Description of the task — Please edit the records that begin at the line containing "the green stadium" and continue to the end of the records, changing "tube slide" to "spiral slide" and leaving everything else as it is. Leave the pictures out of your answer.

Supplied data —
********

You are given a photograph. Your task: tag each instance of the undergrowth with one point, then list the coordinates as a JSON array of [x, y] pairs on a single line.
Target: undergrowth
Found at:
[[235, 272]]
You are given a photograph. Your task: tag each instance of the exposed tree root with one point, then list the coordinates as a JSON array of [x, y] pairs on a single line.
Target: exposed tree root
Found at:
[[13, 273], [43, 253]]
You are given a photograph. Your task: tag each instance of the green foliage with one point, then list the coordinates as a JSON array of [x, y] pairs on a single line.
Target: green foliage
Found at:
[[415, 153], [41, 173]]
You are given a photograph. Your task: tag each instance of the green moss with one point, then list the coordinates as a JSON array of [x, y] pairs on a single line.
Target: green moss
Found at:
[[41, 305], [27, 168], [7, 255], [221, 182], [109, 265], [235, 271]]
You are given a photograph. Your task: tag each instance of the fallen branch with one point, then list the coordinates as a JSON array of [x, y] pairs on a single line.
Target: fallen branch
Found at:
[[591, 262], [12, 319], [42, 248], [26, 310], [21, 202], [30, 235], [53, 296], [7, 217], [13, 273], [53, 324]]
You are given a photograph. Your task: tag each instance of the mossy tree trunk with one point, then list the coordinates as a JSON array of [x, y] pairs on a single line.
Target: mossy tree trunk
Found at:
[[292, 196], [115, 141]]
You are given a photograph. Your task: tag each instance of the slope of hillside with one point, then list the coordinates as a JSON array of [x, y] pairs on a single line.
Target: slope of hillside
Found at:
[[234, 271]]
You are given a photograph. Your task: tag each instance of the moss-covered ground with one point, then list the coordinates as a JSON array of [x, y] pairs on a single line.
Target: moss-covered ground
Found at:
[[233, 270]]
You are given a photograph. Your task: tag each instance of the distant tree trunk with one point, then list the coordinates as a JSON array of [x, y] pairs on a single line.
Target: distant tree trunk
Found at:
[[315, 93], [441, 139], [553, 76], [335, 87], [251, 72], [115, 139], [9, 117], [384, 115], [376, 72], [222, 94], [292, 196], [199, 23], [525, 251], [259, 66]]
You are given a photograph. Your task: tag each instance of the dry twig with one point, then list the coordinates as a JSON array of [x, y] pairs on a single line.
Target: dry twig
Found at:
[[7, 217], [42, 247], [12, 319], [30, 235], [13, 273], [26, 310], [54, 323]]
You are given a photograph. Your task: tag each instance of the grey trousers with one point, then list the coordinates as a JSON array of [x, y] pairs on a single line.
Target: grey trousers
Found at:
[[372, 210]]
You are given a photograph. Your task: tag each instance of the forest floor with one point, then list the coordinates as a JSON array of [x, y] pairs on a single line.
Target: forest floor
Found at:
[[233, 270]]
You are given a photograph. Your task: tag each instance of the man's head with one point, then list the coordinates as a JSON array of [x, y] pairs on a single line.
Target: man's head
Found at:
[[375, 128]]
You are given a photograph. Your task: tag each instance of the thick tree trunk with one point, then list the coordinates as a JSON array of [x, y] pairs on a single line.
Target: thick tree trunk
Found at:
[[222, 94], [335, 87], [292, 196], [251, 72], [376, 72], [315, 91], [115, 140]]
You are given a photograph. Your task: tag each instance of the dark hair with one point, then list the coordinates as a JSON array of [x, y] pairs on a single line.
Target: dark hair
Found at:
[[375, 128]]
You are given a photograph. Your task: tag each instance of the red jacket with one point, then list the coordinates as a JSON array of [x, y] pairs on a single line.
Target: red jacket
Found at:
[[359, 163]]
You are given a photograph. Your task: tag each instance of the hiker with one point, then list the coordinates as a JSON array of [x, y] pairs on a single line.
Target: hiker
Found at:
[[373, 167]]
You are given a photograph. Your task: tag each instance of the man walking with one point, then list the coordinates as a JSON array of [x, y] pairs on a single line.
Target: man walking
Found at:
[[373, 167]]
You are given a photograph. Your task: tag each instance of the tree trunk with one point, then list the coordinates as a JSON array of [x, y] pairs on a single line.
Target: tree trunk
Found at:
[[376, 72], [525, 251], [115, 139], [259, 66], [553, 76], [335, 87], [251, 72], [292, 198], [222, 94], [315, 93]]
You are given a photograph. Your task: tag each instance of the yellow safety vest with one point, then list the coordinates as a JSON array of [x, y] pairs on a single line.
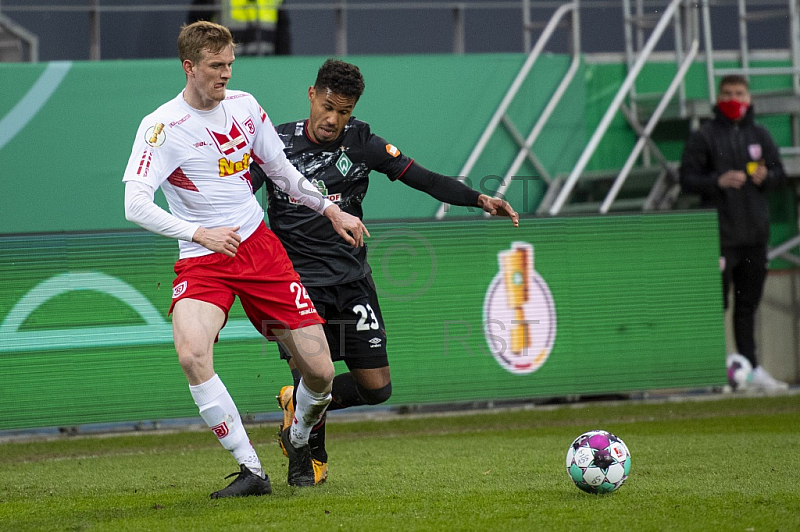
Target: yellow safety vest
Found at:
[[242, 12]]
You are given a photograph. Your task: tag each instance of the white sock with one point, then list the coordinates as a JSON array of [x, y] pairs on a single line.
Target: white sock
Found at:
[[220, 414], [307, 412]]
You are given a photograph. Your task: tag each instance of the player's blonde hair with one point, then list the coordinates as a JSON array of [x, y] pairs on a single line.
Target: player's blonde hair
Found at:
[[199, 36]]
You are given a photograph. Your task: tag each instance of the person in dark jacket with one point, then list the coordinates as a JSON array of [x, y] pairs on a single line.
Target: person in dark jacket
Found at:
[[731, 162]]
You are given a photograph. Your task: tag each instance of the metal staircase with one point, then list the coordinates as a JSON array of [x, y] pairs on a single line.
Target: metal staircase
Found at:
[[648, 180], [567, 15], [16, 43]]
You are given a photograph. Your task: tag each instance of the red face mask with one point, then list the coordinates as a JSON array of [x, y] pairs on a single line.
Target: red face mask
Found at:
[[733, 109]]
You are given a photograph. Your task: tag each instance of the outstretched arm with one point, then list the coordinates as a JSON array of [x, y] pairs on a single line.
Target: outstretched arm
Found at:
[[454, 192]]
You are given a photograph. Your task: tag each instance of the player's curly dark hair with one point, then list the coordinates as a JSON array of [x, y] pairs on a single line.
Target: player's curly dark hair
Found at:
[[341, 78]]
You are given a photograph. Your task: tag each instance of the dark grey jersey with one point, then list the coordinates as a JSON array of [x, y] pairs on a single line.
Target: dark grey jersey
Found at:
[[340, 171]]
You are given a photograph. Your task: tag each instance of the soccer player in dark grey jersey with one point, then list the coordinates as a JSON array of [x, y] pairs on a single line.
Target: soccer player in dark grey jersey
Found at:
[[336, 153]]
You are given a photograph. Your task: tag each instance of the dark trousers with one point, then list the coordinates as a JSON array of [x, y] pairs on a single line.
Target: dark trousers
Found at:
[[746, 270]]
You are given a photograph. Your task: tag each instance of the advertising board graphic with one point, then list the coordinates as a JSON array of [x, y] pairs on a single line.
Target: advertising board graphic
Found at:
[[519, 313]]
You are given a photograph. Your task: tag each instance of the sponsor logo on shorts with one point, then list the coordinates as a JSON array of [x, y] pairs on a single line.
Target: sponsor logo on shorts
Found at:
[[335, 198], [179, 289], [220, 430]]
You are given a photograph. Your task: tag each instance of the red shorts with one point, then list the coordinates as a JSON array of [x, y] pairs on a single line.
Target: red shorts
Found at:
[[261, 274]]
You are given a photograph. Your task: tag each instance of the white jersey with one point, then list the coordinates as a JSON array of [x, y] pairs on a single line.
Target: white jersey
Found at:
[[204, 170]]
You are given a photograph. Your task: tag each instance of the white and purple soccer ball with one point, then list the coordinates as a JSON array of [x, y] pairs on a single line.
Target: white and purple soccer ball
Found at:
[[598, 462]]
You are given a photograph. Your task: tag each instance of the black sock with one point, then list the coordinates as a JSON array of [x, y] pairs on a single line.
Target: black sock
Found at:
[[296, 379], [344, 392], [316, 441]]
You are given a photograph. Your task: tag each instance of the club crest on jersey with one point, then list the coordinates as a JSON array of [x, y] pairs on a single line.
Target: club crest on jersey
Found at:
[[251, 127], [228, 167], [343, 164], [320, 185], [155, 135], [231, 142]]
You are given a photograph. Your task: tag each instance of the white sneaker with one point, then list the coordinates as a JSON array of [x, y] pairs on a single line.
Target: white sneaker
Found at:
[[761, 380]]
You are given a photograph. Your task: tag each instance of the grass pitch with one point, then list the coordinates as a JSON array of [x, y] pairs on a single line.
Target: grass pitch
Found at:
[[729, 464]]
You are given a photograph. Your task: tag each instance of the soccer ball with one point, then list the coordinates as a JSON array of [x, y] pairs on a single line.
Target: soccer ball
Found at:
[[739, 371], [598, 462]]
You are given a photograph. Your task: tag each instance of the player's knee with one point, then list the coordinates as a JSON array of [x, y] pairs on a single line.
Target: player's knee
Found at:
[[320, 375], [375, 396]]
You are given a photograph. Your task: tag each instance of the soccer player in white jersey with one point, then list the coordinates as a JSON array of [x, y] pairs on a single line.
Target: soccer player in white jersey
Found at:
[[198, 148]]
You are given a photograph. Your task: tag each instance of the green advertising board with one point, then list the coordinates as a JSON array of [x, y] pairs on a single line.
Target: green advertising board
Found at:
[[474, 310]]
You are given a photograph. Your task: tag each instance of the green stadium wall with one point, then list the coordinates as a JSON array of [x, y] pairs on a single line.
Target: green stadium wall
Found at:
[[83, 309], [85, 336]]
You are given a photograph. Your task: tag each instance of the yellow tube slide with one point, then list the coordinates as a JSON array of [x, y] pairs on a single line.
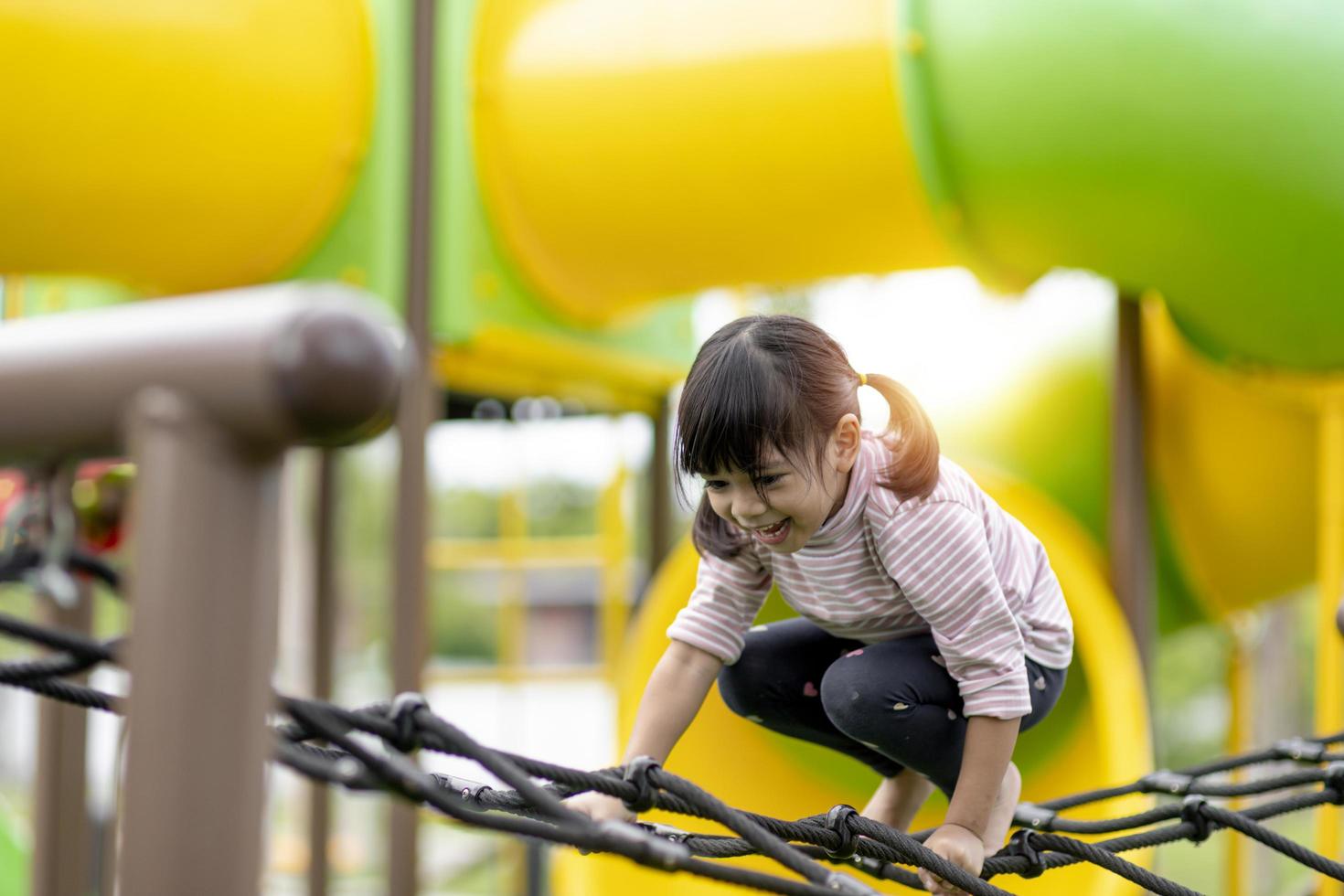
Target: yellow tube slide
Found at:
[[1234, 460], [638, 149], [1100, 738], [174, 145]]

********

Output of the exercise —
You are given a photograph. Your task: tag each instance of the green stadium wall with one point, then list the coordinates as a JSON array of [x, y] pairs on a single line.
Target: green stadium wall
Found at:
[[83, 309], [85, 336]]
You are given a photograph. Your task: tag each instance of the yellow spiral slide with one point, then list the coordinates as a JSON array of [x, y] pairs on a single line.
Target: yellow spiral slide
Found at:
[[1234, 460], [638, 149], [1100, 738], [174, 145]]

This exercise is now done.